[[ Given information open ]]

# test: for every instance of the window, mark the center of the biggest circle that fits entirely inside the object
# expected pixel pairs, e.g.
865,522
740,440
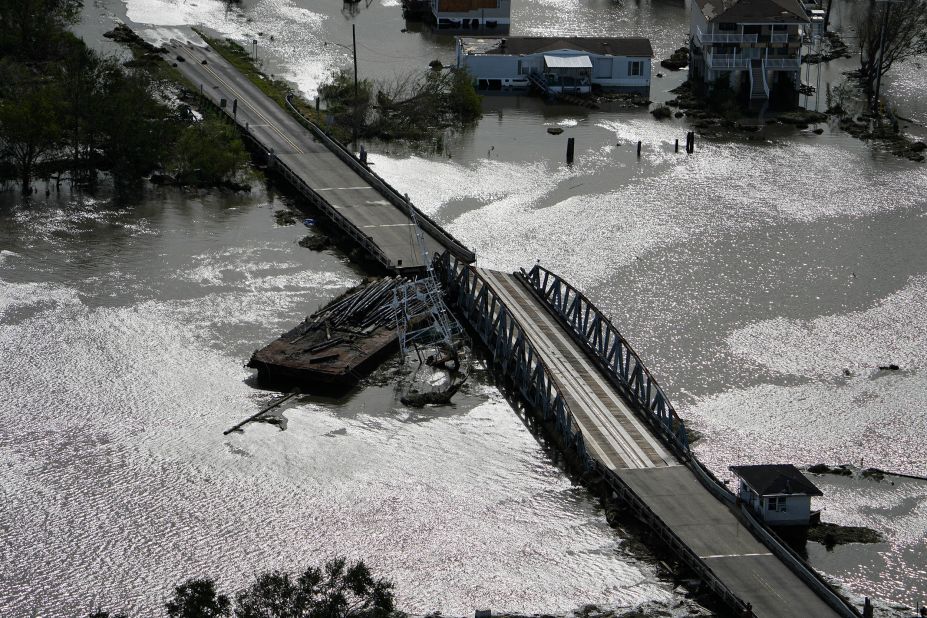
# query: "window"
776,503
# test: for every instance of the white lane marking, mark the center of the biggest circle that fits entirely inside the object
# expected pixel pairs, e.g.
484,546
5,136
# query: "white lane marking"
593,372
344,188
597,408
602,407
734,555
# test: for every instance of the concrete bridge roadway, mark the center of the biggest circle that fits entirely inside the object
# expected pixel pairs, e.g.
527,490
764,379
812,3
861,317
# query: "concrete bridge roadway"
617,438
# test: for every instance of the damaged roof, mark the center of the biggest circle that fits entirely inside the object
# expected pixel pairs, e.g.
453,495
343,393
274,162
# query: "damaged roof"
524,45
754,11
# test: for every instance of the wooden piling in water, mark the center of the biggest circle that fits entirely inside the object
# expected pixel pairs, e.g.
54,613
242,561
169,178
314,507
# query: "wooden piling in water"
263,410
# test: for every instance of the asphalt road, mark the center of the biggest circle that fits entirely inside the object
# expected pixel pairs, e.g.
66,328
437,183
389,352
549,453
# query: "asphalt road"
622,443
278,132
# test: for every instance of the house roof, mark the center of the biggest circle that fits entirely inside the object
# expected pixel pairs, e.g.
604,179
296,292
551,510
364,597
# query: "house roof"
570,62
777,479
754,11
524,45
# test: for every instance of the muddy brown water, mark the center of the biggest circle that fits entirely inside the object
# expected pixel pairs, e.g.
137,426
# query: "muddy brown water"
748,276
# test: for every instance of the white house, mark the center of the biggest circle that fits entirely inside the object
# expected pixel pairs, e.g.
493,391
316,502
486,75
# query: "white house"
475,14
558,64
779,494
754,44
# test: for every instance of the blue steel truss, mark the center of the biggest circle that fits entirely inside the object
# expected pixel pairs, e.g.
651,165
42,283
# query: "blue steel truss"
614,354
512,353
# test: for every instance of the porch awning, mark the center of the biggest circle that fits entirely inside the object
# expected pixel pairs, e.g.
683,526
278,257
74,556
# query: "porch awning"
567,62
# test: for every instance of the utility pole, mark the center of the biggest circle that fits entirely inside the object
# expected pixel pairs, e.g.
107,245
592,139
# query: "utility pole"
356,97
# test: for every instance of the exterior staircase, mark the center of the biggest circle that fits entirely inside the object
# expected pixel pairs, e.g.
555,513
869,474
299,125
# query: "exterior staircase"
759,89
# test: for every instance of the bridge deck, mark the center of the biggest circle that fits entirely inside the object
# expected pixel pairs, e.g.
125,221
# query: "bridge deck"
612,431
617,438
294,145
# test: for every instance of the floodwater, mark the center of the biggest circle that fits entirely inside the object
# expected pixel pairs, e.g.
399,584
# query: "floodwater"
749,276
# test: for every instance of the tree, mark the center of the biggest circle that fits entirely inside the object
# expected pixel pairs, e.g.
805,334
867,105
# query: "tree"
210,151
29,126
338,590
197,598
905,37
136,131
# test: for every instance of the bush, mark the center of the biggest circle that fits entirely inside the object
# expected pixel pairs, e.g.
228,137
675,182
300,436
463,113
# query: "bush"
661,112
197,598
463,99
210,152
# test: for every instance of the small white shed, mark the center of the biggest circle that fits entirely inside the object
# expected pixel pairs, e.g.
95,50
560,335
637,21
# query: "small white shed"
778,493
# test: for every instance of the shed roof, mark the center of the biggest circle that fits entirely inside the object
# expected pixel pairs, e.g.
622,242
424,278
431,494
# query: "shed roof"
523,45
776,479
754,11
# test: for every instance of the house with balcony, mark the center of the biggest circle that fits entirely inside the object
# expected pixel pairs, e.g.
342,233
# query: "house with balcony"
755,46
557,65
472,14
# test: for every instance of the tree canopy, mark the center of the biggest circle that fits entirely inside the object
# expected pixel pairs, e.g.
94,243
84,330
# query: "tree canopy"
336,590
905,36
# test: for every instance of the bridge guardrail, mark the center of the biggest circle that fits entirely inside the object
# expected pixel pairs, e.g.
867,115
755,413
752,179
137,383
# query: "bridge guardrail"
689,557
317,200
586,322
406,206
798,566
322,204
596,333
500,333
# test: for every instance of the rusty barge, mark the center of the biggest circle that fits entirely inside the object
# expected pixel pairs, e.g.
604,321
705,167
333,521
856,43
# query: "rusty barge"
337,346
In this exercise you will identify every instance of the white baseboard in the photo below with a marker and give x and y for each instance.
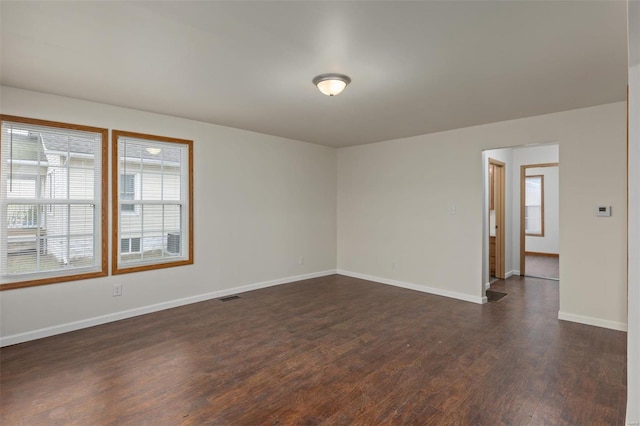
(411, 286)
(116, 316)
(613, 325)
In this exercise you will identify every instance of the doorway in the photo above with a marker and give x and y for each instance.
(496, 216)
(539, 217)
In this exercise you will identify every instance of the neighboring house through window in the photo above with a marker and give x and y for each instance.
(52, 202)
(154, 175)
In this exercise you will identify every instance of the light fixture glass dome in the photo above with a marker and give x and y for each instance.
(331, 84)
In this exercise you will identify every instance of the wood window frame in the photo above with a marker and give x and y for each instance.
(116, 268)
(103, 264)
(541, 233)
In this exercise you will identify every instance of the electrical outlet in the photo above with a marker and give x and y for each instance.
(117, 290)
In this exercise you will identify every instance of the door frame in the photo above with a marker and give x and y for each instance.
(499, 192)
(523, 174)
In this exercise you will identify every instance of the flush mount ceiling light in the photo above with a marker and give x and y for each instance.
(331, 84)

[[ Given information closed ]]
[[ Given information open ]]

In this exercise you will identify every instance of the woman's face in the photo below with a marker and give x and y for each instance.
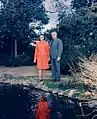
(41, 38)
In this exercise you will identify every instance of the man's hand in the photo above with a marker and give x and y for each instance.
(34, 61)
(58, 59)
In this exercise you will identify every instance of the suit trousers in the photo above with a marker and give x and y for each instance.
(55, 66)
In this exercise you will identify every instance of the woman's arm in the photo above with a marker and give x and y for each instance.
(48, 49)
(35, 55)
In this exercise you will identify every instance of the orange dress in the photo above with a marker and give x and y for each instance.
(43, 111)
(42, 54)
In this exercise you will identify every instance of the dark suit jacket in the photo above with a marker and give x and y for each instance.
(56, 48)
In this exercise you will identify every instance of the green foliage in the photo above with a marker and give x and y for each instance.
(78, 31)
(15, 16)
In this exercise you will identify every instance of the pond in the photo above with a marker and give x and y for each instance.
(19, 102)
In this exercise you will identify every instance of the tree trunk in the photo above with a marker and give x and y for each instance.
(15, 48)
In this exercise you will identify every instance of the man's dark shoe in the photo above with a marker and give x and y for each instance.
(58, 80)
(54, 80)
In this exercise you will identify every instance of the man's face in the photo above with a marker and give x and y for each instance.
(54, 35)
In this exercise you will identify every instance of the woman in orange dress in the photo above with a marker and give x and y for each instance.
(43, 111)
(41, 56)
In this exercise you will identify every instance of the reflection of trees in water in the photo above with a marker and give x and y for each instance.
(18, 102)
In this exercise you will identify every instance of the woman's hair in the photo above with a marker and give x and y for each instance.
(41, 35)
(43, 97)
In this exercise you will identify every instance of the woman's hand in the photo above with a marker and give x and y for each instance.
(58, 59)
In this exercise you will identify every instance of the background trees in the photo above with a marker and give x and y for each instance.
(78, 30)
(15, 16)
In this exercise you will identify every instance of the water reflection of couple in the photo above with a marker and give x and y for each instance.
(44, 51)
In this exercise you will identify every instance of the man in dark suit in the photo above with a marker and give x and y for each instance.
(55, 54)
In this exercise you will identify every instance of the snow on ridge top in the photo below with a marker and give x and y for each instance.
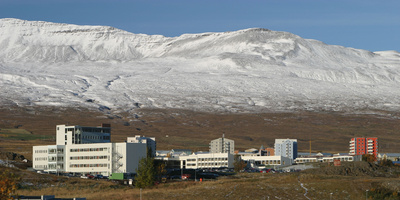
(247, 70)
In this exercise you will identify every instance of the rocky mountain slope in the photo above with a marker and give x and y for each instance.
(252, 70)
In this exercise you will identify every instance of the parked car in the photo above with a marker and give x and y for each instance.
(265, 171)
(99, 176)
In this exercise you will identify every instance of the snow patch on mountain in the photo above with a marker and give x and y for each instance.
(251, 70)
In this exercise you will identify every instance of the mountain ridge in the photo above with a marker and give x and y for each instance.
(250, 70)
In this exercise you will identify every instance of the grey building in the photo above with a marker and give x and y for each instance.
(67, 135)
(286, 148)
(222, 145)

[[ Given information closed ]]
[[ Given information open ]]

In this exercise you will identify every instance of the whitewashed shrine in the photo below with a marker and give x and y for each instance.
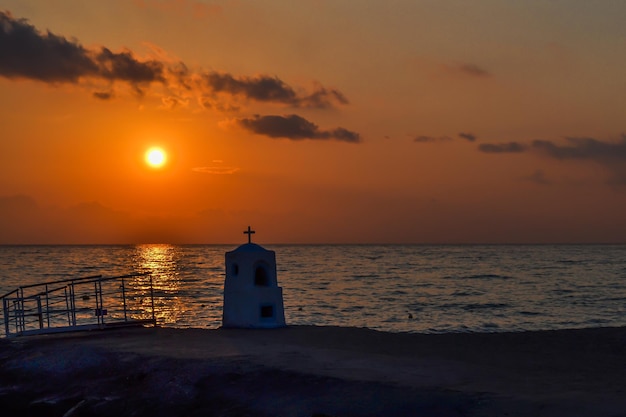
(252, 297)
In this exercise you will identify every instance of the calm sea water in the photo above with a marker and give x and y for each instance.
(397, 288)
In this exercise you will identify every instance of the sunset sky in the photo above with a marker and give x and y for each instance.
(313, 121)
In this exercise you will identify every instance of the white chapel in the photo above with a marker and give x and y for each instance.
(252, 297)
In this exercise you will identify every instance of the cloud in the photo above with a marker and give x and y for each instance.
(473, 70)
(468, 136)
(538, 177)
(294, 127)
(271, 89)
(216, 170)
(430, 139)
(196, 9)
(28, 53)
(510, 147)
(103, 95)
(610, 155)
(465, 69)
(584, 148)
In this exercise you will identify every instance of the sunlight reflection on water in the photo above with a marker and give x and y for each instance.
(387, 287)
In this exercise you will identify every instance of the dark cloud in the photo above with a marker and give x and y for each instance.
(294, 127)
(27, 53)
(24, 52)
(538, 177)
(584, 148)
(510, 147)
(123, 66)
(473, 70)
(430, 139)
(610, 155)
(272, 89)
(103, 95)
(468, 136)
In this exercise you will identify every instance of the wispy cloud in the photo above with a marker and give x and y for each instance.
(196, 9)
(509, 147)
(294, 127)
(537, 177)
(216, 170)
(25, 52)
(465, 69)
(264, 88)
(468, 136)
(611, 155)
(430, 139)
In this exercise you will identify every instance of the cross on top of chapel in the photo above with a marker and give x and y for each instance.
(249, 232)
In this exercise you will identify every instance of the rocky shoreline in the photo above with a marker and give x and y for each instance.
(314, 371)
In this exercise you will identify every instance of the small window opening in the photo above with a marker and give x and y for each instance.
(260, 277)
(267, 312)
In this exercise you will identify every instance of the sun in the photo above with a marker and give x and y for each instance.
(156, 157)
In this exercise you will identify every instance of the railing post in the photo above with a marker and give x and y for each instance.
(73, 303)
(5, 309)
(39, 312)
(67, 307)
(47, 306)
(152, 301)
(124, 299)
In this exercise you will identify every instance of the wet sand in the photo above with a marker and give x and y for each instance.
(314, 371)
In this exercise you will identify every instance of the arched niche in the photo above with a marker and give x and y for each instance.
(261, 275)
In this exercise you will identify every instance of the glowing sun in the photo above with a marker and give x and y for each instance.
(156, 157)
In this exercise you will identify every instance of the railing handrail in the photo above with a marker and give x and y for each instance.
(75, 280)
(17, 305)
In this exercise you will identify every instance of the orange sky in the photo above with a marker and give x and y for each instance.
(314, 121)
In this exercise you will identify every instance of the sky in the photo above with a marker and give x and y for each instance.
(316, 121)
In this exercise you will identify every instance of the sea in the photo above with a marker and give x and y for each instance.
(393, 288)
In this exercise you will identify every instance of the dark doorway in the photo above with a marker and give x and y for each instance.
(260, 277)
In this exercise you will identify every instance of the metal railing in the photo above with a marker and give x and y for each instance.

[[ Given information closed ]]

### What you should do:
Above is the material; set down exactly its lines from the one containing "# test: for every instance of the window, mark" down to the one containing "# test: for every instance of the porch", both included, leaving out any pictures.

### Output below:
# test: for every instance of the window, mark the center of the biggest circle that fits entirely inside the object
# expected pixel pairs, e.g.
865,522
740,440
# query: "window"
776,503
# test: for every instance of the white lane marking, mark the center of the biggest circle that fits entirely inside the object
# expected pixel pairs, e.g.
484,546
5,136
# query: "white lane marking"
593,372
344,188
597,408
602,407
734,555
# test: for every instance of the concrete bridge roadway, mark the center of the biggest circle that fits entirely inside the object
# expected pixel pairs, e.g.
527,490
764,379
812,3
861,317
# query: "concrete bridge roadway"
617,438
# test: for every instance of the damaged roof, mark the center of the biggest circle that fits entirely inside the object
# expected pixel pairs, e.g.
453,495
343,393
274,162
# query: "damaged roof"
524,45
754,11
# test: for every instance of the wooden piling in water, mark the center of the biggest circle that fits entirely inside the object
# expected pixel pairs, e.g.
54,613
242,561
169,178
314,507
# query: "wooden piling in water"
263,410
# test: for every instance of the asphalt road, mark the center of the biggest circle that fits entirely inside the object
# expected pixel pairs, e.g.
66,328
437,183
389,352
549,453
# query: "asphalt road"
622,443
278,132
# test: for every instance of the house roof, mark the center of the biggest circle that fits entirely inside the object
# expected pixel pairs, e.g.
604,179
296,292
551,510
364,597
# query: "house roof"
570,62
777,479
754,11
524,45
# test: for every instance of the muddy brown water, mark the center of the biggest circle that fits entirely inside the object
# expected pixel pairs, e.g.
137,426
# query: "muddy brown water"
748,276
# test: for every instance of the white house, mark the center of the biggest circle that fits entirely inside the object
# expected pixel pairs, e.g.
493,391
316,502
486,75
# query: "white house"
475,14
558,64
779,494
754,44
# test: for every instance of the blue steel truss, mark the center of the biggest circle that fits entirely inside the object
# expected pixel pairs, e.g.
651,165
42,283
# query: "blue steel truss"
614,354
512,353
# test: for every instance of the porch awning, mark the center of the biggest circle that fits entirely inside the object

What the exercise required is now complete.